Document excerpt:

· · · · ·

Well I will be dern…. It was absolutely delicious. Movement and all. . I want another. Still aint eating no pudding or jello though. LOL.
While I waited to hear back on a very special “flight”, I was awaken around 1 a.m. with an amazing feeling of God expressing His love to this person.
It is what I prayed for my very special friend who found Christ late in life and went on to do some amazing things for the Kingdom. Though I know God honored his service with extended life and people who loved him and his infectious laughter, I asked that he would feel an amazing sense of being loved “just because” God does.
It made me giggle with joy and pray my beloved Doc C did too.
I also pray now for some folks in my life who have not come to know Christ for varying reasons. You may think I am nuts sometimes, but I try to impress on you that God is good despite life circumstances or the hand you have been dealt. I want you to know this love and why it makes me Peaceful when you wonder why I am not falling apart.
It’s not about rules or regulations or anything remotely religious. Its about a God who loves you, hurts for you, moves for you and works it out if we pay attention. Nobody is trying to change you. But this love does it when you truly let it in.
It’s not about being a religious freak or perfection……have you met me yet? LOL. Being set apart for God is what being Holy is. And that being set apart is based on you feeling His love and never wanting Him not to know yours. Your actions follow suit.
God loves you the way you are. His love improves you and uses your flaws to love on others. If you truly know me, then you only love me because God loved me first. If any flaw in me has steered you away from Christ…..I beg you to forgive me and let’s fix it.
To the person who feels like they are going thru hell and that God does not care. Look again. Look again.
He is there in the friend who sent you ginger snaps when chemo would not let you eat. He is there is the nurse who smiled at you just a little extra to get you thru. He is there is the coworker who sends you an emoji every morning to motivate you to live. He is there in the person who sent you food for no reason. He is there in the 100 bill somebody felt they just had to give you and you needed it.
He is there in the songs that bring you joy. He is there in the counseling sessions. He is there in the eyeglass cleaner delivered every Christmas (you know who you are.) He is there when your grandkids overwhelm you with kisses.

· · · · ·

Problems to work on:
**a.** In the post on God's love, reproduce the part that opens with the words containing "It’s not about being" and closes with "actions follow suit.".
**b.** Summarize the post on God's love in two sentences.

(Stored data)
· · · · ·

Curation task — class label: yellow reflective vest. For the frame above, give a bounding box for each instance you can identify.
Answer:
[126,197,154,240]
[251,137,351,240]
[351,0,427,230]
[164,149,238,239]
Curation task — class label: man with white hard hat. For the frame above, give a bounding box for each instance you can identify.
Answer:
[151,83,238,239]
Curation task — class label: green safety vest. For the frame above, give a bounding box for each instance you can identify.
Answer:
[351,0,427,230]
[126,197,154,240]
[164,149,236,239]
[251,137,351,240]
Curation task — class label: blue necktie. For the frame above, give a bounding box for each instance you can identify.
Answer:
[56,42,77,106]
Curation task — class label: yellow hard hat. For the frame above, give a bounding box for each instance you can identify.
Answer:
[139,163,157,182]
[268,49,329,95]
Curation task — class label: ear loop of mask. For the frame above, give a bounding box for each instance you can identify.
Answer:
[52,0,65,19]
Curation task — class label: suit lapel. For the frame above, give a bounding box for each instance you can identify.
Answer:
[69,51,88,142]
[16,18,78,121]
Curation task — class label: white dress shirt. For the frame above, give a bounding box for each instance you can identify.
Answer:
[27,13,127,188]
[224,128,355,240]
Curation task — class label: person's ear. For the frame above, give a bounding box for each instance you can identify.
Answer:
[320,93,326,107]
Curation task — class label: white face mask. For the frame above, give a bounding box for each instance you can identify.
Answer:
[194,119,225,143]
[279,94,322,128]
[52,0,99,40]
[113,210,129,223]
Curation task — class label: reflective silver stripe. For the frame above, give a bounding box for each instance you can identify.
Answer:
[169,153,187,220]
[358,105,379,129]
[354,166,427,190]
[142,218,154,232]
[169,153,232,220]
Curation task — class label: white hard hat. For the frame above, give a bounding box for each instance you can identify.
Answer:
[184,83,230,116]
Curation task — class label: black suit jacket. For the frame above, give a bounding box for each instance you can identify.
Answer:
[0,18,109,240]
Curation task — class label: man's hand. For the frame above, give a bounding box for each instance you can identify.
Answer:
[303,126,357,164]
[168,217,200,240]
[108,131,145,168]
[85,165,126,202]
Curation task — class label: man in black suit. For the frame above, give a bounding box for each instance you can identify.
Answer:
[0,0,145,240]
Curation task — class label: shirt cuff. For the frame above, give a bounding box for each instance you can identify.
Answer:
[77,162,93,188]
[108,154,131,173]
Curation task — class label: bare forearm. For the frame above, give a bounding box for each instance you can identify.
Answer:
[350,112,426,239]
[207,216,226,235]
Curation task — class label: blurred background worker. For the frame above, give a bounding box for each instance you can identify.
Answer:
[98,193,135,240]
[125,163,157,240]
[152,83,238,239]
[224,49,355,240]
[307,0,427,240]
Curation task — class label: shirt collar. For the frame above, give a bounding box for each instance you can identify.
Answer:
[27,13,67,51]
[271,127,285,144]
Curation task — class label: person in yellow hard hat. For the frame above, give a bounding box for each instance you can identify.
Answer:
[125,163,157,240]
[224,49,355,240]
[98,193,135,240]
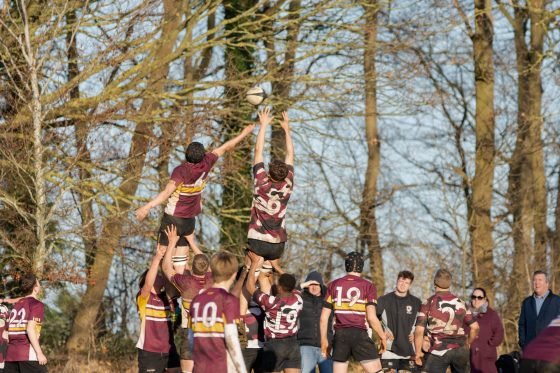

· · · · ·

Task results:
**a.**
It’s not about being a religious freak or perfection……have you met me yet? LOL. Being set apart for God is what being Holy is. And that being set apart is based on you feeling His love and never wanting Him not to know yours. Your actions follow suit.

**b.** The writer prays that people who have not come to know Christ will know God's love, and says that faith is about a God who loves them as they are, not about rules, religion or perfection. To anyone who feels God does not care, the writer says to look again, because He is there in small kindnesses from friends, nurses, coworkers and grandkids.